— start EXCERPTED RECORDS —

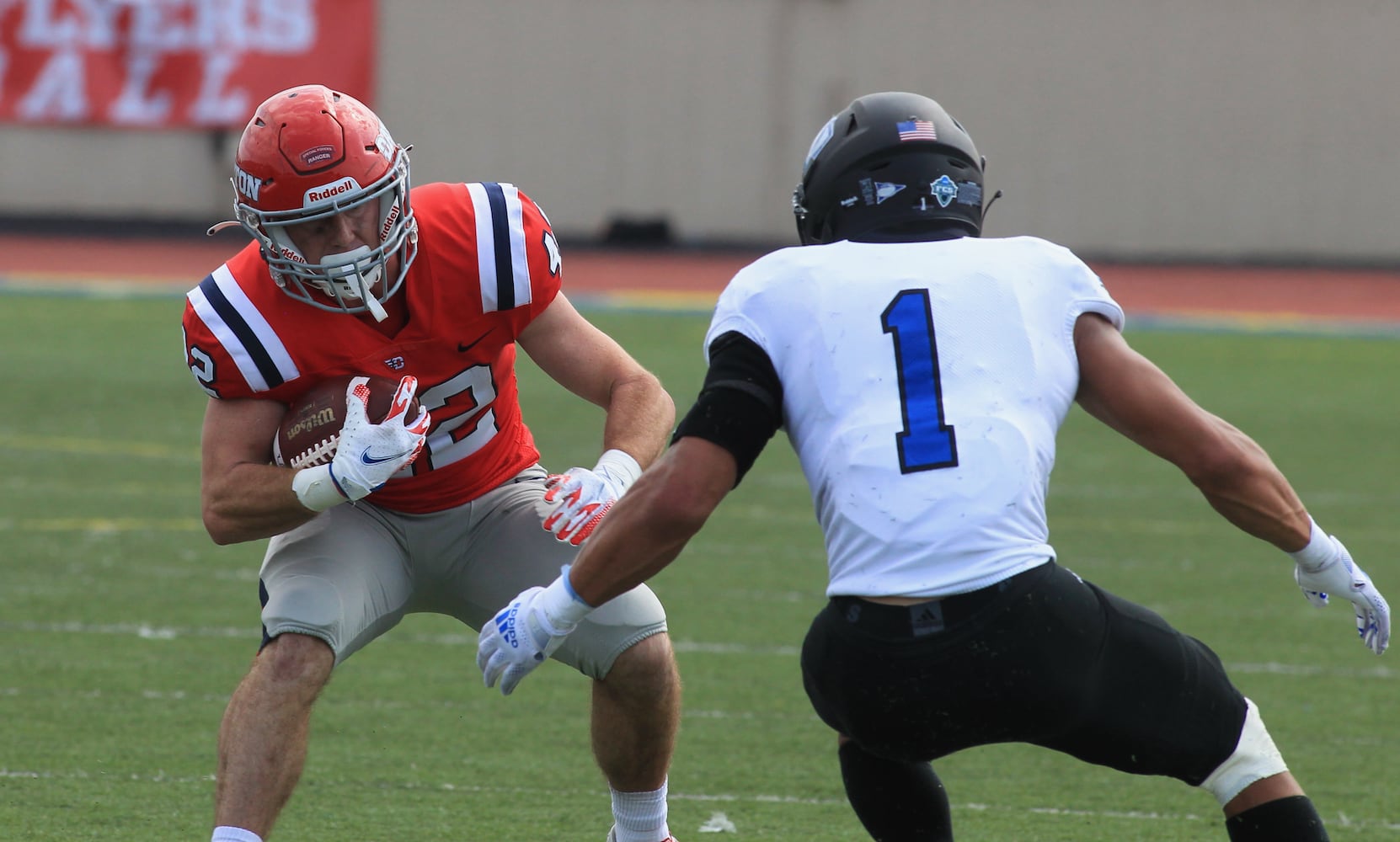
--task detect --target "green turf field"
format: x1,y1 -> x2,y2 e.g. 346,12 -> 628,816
0,295 -> 1400,842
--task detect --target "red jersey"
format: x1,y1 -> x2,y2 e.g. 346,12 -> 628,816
184,184 -> 560,512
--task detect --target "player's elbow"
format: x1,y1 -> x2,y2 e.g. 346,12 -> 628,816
203,505 -> 247,547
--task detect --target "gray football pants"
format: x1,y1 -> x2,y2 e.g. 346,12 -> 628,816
259,466 -> 666,679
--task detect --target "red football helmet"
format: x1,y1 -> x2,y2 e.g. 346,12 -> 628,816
218,85 -> 417,319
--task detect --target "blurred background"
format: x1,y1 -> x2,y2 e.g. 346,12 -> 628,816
0,0 -> 1400,267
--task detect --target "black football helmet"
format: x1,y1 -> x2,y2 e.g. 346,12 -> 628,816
793,91 -> 984,245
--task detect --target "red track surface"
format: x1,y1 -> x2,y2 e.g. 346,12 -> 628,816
0,233 -> 1400,324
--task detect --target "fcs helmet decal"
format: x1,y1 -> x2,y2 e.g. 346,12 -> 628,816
793,91 -> 984,245
210,85 -> 417,320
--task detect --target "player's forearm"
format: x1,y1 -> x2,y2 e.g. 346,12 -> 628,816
1191,428 -> 1312,552
203,463 -> 317,544
569,450 -> 734,605
603,372 -> 676,468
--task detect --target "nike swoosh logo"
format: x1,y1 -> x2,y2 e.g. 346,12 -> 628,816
457,328 -> 495,354
360,448 -> 413,464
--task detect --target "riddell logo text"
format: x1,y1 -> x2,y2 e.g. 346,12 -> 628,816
379,205 -> 399,242
302,176 -> 360,205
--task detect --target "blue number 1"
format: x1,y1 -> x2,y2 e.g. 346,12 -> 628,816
880,290 -> 958,474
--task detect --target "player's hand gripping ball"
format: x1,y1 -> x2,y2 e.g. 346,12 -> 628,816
271,375 -> 421,468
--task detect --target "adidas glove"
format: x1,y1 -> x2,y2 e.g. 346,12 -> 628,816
1290,522 -> 1390,654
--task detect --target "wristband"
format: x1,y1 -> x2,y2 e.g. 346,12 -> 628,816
594,448 -> 641,491
1288,518 -> 1337,573
537,563 -> 594,631
291,463 -> 347,512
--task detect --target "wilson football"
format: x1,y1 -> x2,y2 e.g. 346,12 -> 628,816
271,375 -> 419,468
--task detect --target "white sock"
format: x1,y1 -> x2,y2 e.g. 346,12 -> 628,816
209,827 -> 262,842
612,782 -> 671,842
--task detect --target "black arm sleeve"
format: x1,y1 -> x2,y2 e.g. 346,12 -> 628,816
671,330 -> 783,485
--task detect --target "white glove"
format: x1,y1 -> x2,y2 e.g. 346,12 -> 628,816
476,563 -> 594,695
543,449 -> 641,547
291,376 -> 433,512
1290,522 -> 1390,654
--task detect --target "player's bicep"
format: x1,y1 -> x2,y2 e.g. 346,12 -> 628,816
672,332 -> 783,485
1074,313 -> 1221,467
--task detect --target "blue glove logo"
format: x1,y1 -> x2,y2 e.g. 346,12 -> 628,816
495,603 -> 521,649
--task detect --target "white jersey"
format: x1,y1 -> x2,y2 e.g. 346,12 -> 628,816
704,237 -> 1123,597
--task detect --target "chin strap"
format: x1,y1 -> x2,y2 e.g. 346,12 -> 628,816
321,246 -> 389,322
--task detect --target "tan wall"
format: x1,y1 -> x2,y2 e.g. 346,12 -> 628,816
0,0 -> 1400,262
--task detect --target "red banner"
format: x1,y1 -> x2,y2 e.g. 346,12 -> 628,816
0,0 -> 375,129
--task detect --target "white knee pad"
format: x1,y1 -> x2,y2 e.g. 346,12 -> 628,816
1201,690 -> 1288,807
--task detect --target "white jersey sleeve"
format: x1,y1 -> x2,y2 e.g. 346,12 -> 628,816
706,232 -> 1123,597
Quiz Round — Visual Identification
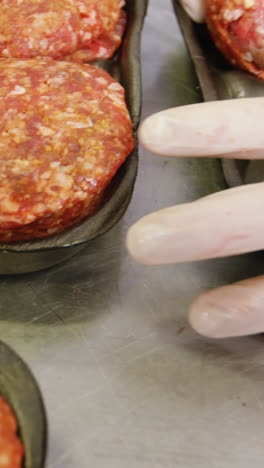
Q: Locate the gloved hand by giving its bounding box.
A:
[127,89,264,338]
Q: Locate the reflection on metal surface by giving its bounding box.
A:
[0,0,264,468]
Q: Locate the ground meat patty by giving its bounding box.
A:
[0,0,80,58]
[0,59,134,242]
[0,397,24,468]
[206,0,264,79]
[0,0,124,60]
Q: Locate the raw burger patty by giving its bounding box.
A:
[206,0,264,79]
[0,59,134,242]
[0,0,124,60]
[0,396,24,468]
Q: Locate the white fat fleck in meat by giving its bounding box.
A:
[243,52,253,62]
[50,161,61,168]
[108,83,123,93]
[0,197,19,213]
[52,172,73,190]
[65,118,93,128]
[83,32,92,41]
[39,39,49,50]
[98,47,107,57]
[37,125,55,136]
[95,76,107,85]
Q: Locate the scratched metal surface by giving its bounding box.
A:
[0,0,264,468]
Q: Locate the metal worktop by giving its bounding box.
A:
[3,0,264,468]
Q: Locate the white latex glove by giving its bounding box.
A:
[127,98,264,338]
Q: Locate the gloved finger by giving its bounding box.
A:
[190,276,264,338]
[127,182,264,265]
[180,0,205,23]
[139,97,264,159]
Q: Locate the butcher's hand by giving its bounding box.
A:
[127,98,264,338]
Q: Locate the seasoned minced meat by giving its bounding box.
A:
[0,396,24,468]
[0,0,124,60]
[0,59,134,242]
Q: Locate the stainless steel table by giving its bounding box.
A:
[3,0,264,468]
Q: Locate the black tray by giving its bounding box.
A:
[0,0,148,274]
[0,341,47,468]
[173,0,264,187]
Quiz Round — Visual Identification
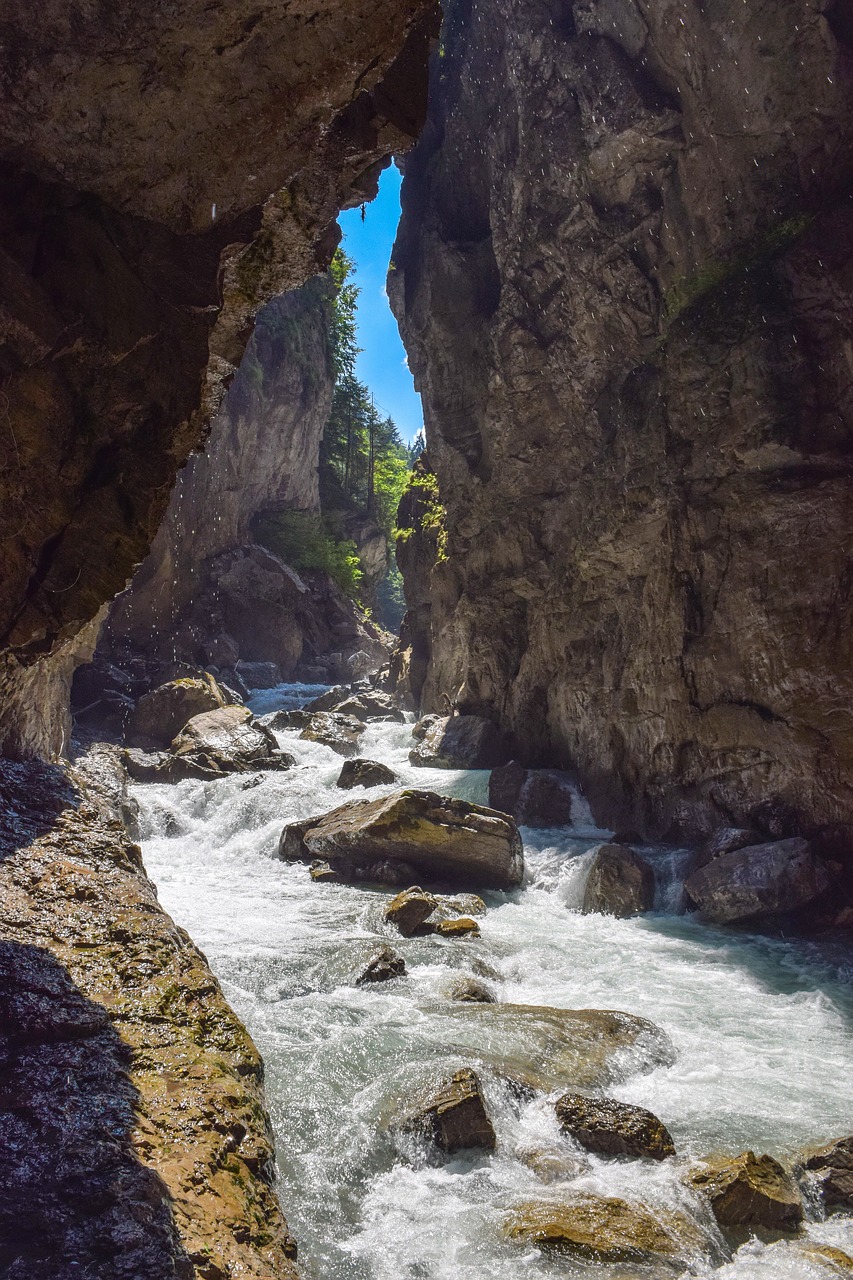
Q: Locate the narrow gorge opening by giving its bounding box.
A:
[0,0,853,1280]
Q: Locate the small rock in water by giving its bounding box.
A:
[444,978,494,1005]
[688,1151,803,1231]
[386,884,435,938]
[396,1068,496,1152]
[435,915,480,938]
[797,1137,853,1210]
[355,942,406,987]
[336,759,400,791]
[555,1093,675,1160]
[583,845,654,919]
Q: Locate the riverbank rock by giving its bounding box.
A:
[353,942,406,987]
[300,712,364,755]
[797,1137,853,1211]
[555,1093,675,1160]
[336,759,400,791]
[489,760,571,827]
[409,716,510,769]
[581,845,654,919]
[688,1151,803,1231]
[422,1002,675,1093]
[384,886,435,938]
[127,673,228,751]
[279,791,524,888]
[444,977,494,1005]
[505,1193,704,1267]
[394,1068,496,1152]
[684,838,831,924]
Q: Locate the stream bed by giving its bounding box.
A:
[134,686,853,1280]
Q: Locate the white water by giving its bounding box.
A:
[136,686,853,1280]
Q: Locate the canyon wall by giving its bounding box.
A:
[388,0,853,837]
[0,0,437,756]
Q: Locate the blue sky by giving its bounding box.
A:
[338,164,424,440]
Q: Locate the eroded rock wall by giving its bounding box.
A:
[0,0,435,755]
[388,0,853,835]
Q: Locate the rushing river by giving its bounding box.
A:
[136,686,853,1280]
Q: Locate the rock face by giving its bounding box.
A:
[409,716,508,769]
[583,845,654,918]
[489,760,571,827]
[0,0,435,754]
[556,1093,675,1160]
[690,1151,803,1231]
[388,0,853,836]
[397,1068,496,1152]
[279,791,524,888]
[0,748,296,1280]
[684,840,831,924]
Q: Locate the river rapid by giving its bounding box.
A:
[134,686,853,1280]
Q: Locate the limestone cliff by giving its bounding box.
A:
[388,0,853,835]
[0,0,435,755]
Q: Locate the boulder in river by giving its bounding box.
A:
[172,707,279,773]
[127,672,228,751]
[489,760,571,827]
[505,1192,704,1271]
[583,845,654,918]
[797,1137,853,1211]
[386,884,435,938]
[279,791,524,888]
[688,1151,803,1231]
[336,759,400,791]
[555,1093,675,1160]
[394,1068,496,1152]
[684,837,831,924]
[409,716,510,769]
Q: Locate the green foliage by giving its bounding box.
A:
[254,511,364,602]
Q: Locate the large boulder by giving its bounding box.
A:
[422,1002,675,1093]
[798,1137,853,1211]
[505,1192,704,1274]
[279,791,524,890]
[409,716,510,769]
[336,759,400,791]
[684,837,831,924]
[127,672,228,751]
[489,760,571,827]
[583,845,654,918]
[172,707,279,773]
[555,1093,675,1160]
[688,1151,803,1231]
[393,1068,496,1152]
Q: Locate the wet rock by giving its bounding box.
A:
[297,712,364,755]
[797,1137,853,1210]
[409,716,508,769]
[489,760,571,827]
[394,1068,496,1152]
[688,1151,803,1231]
[334,690,406,724]
[127,675,228,751]
[435,915,480,938]
[422,1003,675,1093]
[556,1093,675,1160]
[583,845,654,918]
[444,978,494,1005]
[172,707,277,773]
[384,886,435,938]
[353,942,406,987]
[336,759,400,791]
[684,837,830,924]
[505,1193,703,1267]
[279,791,524,888]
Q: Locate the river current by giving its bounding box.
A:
[134,686,853,1280]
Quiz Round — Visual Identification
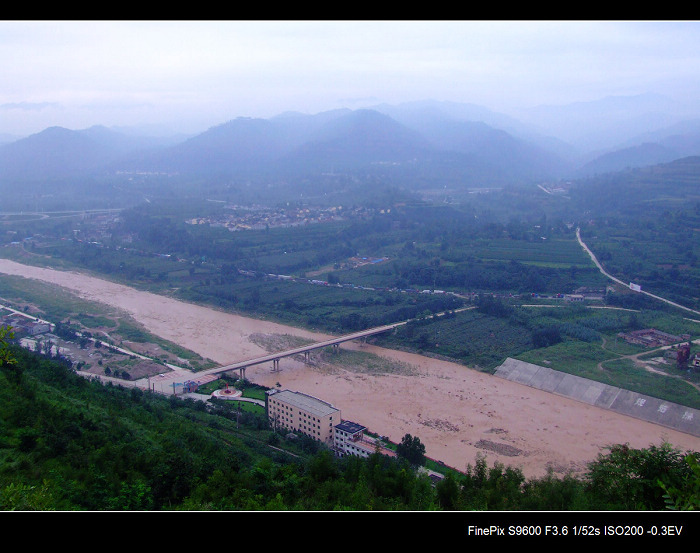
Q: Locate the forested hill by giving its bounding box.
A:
[0,340,700,512]
[570,156,700,217]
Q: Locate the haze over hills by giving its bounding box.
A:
[0,95,700,187]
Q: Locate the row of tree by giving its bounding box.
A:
[0,339,700,511]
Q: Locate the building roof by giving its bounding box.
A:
[335,421,366,434]
[271,390,338,417]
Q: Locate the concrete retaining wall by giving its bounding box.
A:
[496,357,700,437]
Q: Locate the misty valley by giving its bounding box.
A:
[0,97,700,508]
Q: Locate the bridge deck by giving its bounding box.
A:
[199,322,406,375]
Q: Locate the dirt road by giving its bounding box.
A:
[0,259,700,477]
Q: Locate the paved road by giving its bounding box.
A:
[576,228,700,315]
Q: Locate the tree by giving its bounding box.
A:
[0,326,17,367]
[396,434,425,466]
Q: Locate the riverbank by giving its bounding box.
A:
[0,259,700,477]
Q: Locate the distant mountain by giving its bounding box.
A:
[0,126,178,182]
[516,94,697,154]
[0,95,700,194]
[569,156,700,217]
[575,120,700,177]
[109,108,562,184]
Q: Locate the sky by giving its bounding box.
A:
[0,20,700,136]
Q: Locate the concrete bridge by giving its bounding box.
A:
[198,321,406,378]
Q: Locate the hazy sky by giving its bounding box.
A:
[0,21,700,135]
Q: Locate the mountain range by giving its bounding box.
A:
[0,95,700,189]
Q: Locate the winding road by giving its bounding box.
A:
[576,228,700,315]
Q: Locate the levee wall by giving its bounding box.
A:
[495,357,700,437]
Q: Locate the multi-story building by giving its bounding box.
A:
[265,390,342,446]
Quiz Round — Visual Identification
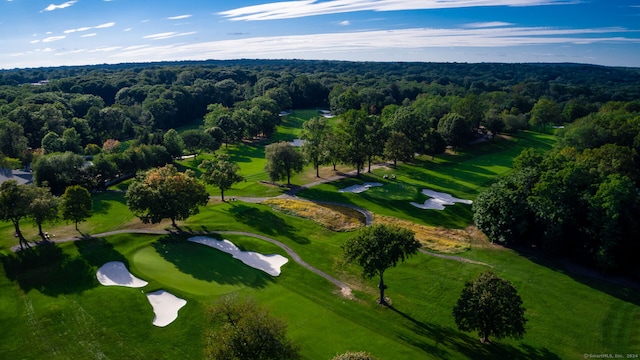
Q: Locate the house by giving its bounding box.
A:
[0,168,33,184]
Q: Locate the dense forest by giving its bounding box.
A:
[0,60,640,272]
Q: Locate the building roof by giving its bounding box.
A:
[0,168,33,185]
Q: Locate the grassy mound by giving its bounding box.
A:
[263,199,365,231]
[374,215,471,254]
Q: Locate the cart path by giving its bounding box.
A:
[11,163,490,298]
[11,229,352,298]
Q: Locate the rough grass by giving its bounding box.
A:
[263,199,365,231]
[374,215,471,254]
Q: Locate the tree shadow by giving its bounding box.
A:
[73,237,129,267]
[229,204,309,244]
[508,245,640,305]
[91,191,126,214]
[389,306,560,360]
[1,242,98,296]
[153,235,274,289]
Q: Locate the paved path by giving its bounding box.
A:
[11,229,352,298]
[11,163,490,298]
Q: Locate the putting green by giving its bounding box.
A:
[132,242,272,296]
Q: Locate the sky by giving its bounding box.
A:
[0,0,640,69]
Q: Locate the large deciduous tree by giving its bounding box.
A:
[126,164,209,226]
[438,113,471,150]
[205,296,300,360]
[264,141,304,185]
[342,224,420,305]
[162,129,185,158]
[529,98,562,132]
[453,271,527,343]
[384,131,413,168]
[29,186,61,240]
[200,154,244,201]
[300,117,330,177]
[0,180,31,247]
[338,109,368,176]
[60,185,92,230]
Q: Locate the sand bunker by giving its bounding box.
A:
[96,261,148,288]
[338,182,382,194]
[411,189,473,210]
[147,290,187,327]
[189,236,289,276]
[289,139,304,147]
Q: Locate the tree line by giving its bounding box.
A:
[473,102,640,275]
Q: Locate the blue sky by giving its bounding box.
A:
[0,0,640,69]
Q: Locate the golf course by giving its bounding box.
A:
[0,109,640,360]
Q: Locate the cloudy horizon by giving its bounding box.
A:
[0,0,640,69]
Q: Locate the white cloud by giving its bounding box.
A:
[94,22,116,29]
[107,27,640,62]
[42,0,77,11]
[42,35,66,42]
[142,32,175,39]
[87,46,122,53]
[465,21,514,29]
[142,31,197,40]
[167,15,191,20]
[218,0,579,21]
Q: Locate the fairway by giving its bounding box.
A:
[0,114,640,360]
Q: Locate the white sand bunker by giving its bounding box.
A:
[289,139,304,147]
[147,290,187,327]
[189,236,289,276]
[411,189,473,210]
[338,182,382,194]
[96,261,148,288]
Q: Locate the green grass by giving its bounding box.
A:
[294,132,555,228]
[0,222,640,359]
[0,123,640,360]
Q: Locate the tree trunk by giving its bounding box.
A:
[378,271,387,305]
[11,220,31,249]
[38,223,47,241]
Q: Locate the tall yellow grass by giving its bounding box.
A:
[263,199,365,231]
[373,215,472,254]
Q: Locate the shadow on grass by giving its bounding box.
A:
[229,204,309,244]
[153,234,274,289]
[389,306,560,360]
[73,237,129,267]
[508,245,640,306]
[1,242,98,296]
[91,191,126,214]
[229,144,264,163]
[297,174,472,229]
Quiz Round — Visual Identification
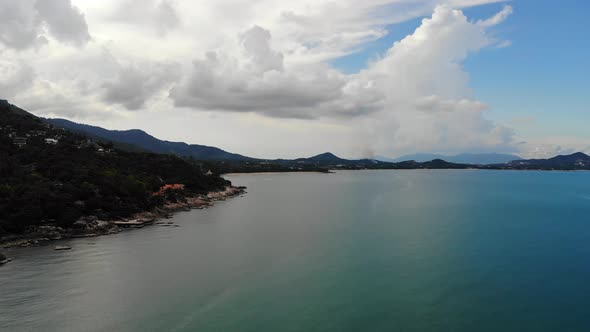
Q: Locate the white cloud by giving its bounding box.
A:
[0,0,90,49]
[477,5,514,28]
[0,0,528,156]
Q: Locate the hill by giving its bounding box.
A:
[386,153,522,165]
[45,119,254,161]
[507,152,590,170]
[0,101,230,237]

— end EXCERPTED RECORDS —

Beginning at the first line and ending with the line containing "271,375 -> 421,468", rewrite every line, offsetting each coordinate in the answers by 108 and keeping all other text, including the sample coordinates in the format lines, unchanged. Leave the pictures out.

• [SOLVED PROBLEM]:
--task detect --target "green turf field"
format: x1,y1 -> x2,y2 e.g. 346,12 -> 628,816
108,403 -> 1508,950
--task detect --target "red jersey"
format: x1,y1 -> x2,y2 e.g. 346,12 -> 628,816
292,292 -> 668,620
--task detect --target "player's elbow"
format: x1,y1 -> x2,y2 e.g. 346,12 -> 628,816
311,613 -> 355,655
--task detect --target "gray football pants"
format: x1,y1 -> x2,y2 e.g. 346,12 -> 628,816
367,574 -> 774,787
--task detect --target "red football helmet"
format: x1,y1 -> x2,y2 e.g. 346,12 -> 628,816
326,193 -> 525,427
--task detect --target "blurred background"
format: x1,y1 -> x2,y2 e.g. 346,12 -> 628,816
108,108 -> 1508,375
--task detect --target "black football helmet"
format: x1,y1 -> x2,y2 e.g. 346,12 -> 628,816
901,199 -> 1092,353
--task detect --target "red track surface"
format: x1,y1 -> x2,y2 e.g. 346,12 -> 628,816
108,341 -> 1508,432
--task detect --target "fcs helmet decal"
format: x1,y1 -> x2,y2 e.g. 346,12 -> 628,816
901,199 -> 1092,353
318,193 -> 525,428
--task detect --target "player's forearm"
format: x1,y1 -> x2,y2 e.g. 346,12 -> 628,816
1299,536 -> 1420,660
311,571 -> 425,652
677,558 -> 842,713
711,480 -> 784,576
--task detect --target "nike swoosh logo"
format: x1,y1 -> x2,y2 e.g. 346,12 -> 628,816
565,436 -> 603,462
468,556 -> 521,572
--task detect --target "riddell logo text"
format: x1,y1 -> x2,y2 e.g. 346,12 -> 628,816
487,313 -> 507,350
410,284 -> 468,313
--task detect --target "blue number 1"
format: x1,y1 -> x2,y2 e.g. 346,12 -> 628,816
988,398 -> 1066,582
--task detect --target "player's hand gripping ball"
format: x1,y1 -> x2,y2 e.g. 346,12 -> 628,816
379,483 -> 529,576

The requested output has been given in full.